● Document segment
┌──
An Annapolis couple thought by sending their daughter to Florida, she would get help from a mental health program, and later, enter a drug treatment program. But now they’re grieving her death and questioning if more could have been done to save her.
Jade Kothe, 20, was an alumna of Baltimore School for the Arts and Annapolis High School who aspired to open her own dance studio. She died June 28 in West Palm Beach. She had been living there to receive treatment, according to her mother, Lana Kothe, a fashion show and events coordinator, and father, Konan Ellerbe, a disc jockey popularly known as “Konan” at Urban One Radio.
“She was a young girl, talented and beautiful,” her mother said in an interview Saturday.
Kothe always loved dancing and exhibited natural talent at an early age, her parents said. When she got to middle school, she was accepted into a magnet program for dance after her audition.
“She took to it so easily,” her father said. Her parents recalled how one dance teacher was so impressed with her abilities she could not believe she hadn’t previously received formal training.
Kothe attended the Baltimore School for the Arts for ballet for her first three years of high school but transferred to Annapolis High School her senior year to be closer to friends, her mother said. She graduated in 2018 and decided to take some time off to figure out her next steps, and had moved in with a boyfriend.
Her parents grew concerned, they said, after she started acting differently. Suspecting she had been using drugs, her parents asked her in March to take a drug test.
Their fears were confirmed. Kothe told them she was struggling with anxiety and depression. She had begun using drugs to cope, they said.
└──
● Given information
┌──
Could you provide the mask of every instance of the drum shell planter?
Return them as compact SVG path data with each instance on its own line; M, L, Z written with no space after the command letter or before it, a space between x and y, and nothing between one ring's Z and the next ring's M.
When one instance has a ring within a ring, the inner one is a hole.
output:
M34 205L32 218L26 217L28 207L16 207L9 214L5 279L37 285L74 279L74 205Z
└──
● Task objective
Can you write out the part of the article about Jade Kothe starting with "Kothe always loved" and going on through "received formal training."? Draw only on the article about Jade Kothe.

● Exercise answer
Kothe always loved dancing and exhibited natural talent at an early age, her parents said. When she got to middle school, she was accepted into a magnet program for dance after her audition.
“She took to it so easily,” her father said. Her parents recalled how one dance teacher was so impressed with her abilities she could not believe she hadn’t previously received formal training.